◆ **LISTA DE TAREFAS**:
1 – No trecho sobre as mulheres na Idade Média, quem era a médica oficial do rei e da família real que seguiu São Luís na VII Cruzada?
2 – Atualize o trecho sobre as mulheres na Idade Média, começando em "Pernoud, nas pesquisas" e terminando em "ao questionário apresentado.", com "emissários" substituído por "agentes".
3 – Diga se cada afirmação concorda com o trecho sobre as mulheres na Idade Média: (a) as mulheres foram excluídas da prática médica no século XIII; (b) São Luís levou a esposa e os filhos para a VII Cruzada; (c) a Universidade de Paris admitia alunas.
== TRECHO DO TEXTO
Pernoud, nas pesquisas que efetuou por amostragem, registrou muitos exemplos de mulheres, solteiras ou casadas, que trabalhavam com economia própria, independente de seus pais ou maridos. Encontrou também muitas casas nas quais os emissários do rei eram recebidos pelo casal, mas registravam que tinha sido a mulher, e não o marido, que tinha respondido ao questionário apresentado pelos emissários reais. Estavam ali os dois, marido e mulher, mas era esta, mais dinâmica e extrovertida, quem respondia ao questionário apresentado.
Pernoud registrou o grande número de mulheres que exerciam a profissão de “miresses”, ou seja, médicas. “Miresse” é a forma feminina de “mire”. Quando São Luís partiu para a VII Cruzada, no Egito, em 1248, levou consigo a esposa e os filhos. Seguiu também a “doctoresse Hersent”, a médica oficial do rei e da família real. Pernoud observa que era tão considerável o número de mulheres que exerciam livremente a profissão de médicas, que até existia no francês medieval uma palavra feminina para designá-las, diferentemente de hoje, quando uma única palavra, “medécin”, de forma masculina, designa indistintamente os médicos e as médicas. Foi somente no século XIV que as mulheres passaram a ser excluídas da prática médica, porque foi tornada ilegal tal prática por quem não fosse formado pela Universidade de Paris, que não admitia alunas. A partir daí, mulheres que curassem passaram a ser mal vistas, a ser vistas com suspeição, como bruxas etc.
No livro “Pour en finir avec le Moyen Âge” (Éditions du Seuil, Paris, 1977), Pernoud dedica um capítulo ao tema da condição feminina na Idade Média francesa, no qual mostra, com base documental, no seu dia-a-dia, a mulher tinha, naquele tempo, margem de autonomia muito maior do que algum tempo depois - quando passaram a prevalecer os critérios do Direito Romano, inspirado na Antiguidade Clássica, muito mais patriarcalista e restritivo em relação às mulheres.
Pernoud fala ainda, nessa obra, na documentação primária abundante e pouco explorada, sobre as mulheres que, naquele século XIII, “não eram nem altas damas, nem abadessas, nem sequer monjas, mas eram camponesas ou citadinas, mães de família ou exerciam uma profissão”. Ela está se referindo precisamente aos registros escritos dos agentes enviados pelo rei São Luís IX a todos os lares do seu reino, com a missão de interrogarem, de casa em casa, todos os seus habitantes, para registrarem as queixas e corrigirem os abusos que estivessem sendo praticados. Nessa documentação primária, comenta a autora, é possível encontrar mil pequenos detalhes da vida cotidiana “que mostram homens e mulheres nos menores fatos da sua vida: aqui, é a queixa de uma cabeleireira, ali, a de uma vendedora de sal, acolá, a de uma proprietária de moinho, de uma viúva de agricultor, de uma castelã, de uma mulher de cruzado etc.” (p. 95-96).
====
== ITENS APRESENTADOS
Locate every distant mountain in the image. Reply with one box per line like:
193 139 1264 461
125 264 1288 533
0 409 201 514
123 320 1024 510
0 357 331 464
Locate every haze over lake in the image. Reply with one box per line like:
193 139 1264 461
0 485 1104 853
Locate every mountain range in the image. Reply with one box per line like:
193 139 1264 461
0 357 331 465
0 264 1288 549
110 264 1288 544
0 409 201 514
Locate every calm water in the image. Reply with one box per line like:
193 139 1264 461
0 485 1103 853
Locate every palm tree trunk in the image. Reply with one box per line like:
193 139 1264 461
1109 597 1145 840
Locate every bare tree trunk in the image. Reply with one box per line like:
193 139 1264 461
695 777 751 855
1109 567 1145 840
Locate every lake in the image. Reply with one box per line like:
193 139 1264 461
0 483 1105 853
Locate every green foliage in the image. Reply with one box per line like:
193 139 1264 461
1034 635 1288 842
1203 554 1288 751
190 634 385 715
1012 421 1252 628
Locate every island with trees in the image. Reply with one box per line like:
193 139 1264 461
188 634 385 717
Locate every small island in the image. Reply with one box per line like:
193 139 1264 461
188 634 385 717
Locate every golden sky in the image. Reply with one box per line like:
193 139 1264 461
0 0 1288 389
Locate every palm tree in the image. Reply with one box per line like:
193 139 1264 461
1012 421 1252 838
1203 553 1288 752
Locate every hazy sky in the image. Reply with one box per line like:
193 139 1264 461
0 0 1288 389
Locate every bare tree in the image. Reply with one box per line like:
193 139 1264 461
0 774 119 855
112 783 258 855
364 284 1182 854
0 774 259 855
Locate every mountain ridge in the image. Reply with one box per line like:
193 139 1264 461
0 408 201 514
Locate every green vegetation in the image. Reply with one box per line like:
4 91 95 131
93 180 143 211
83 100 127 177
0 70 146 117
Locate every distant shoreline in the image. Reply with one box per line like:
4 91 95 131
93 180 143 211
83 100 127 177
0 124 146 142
====
◆ **PROBLEMAS RESOLVIDOS**:
1 – Era a "doctoresse Hersent".

2 –
Pernoud, nas pesquisas que efetuou por amostragem, registrou muitos exemplos de mulheres, solteiras ou casadas, que trabalhavam com economia própria, independente de seus pais ou maridos. Encontrou também muitas casas nas quais os agentes do rei eram recebidos pelo casal, mas registravam que tinha sido a mulher, e não o marido, que tinha respondido ao questionário apresentado pelos agentes reais. Estavam ali os dois, marido e mulher, mas era esta, mais dinâmica e extrovertida, quem respondia ao questionário apresentado.

3 –
(a) Não: "Foi somente no século XIV que as mulheres passaram a ser excluídas da prática médica".
(b) Sim: "levou consigo a esposa e os filhos".
(c) Não: "Universidade de Paris, que não admitia alunas".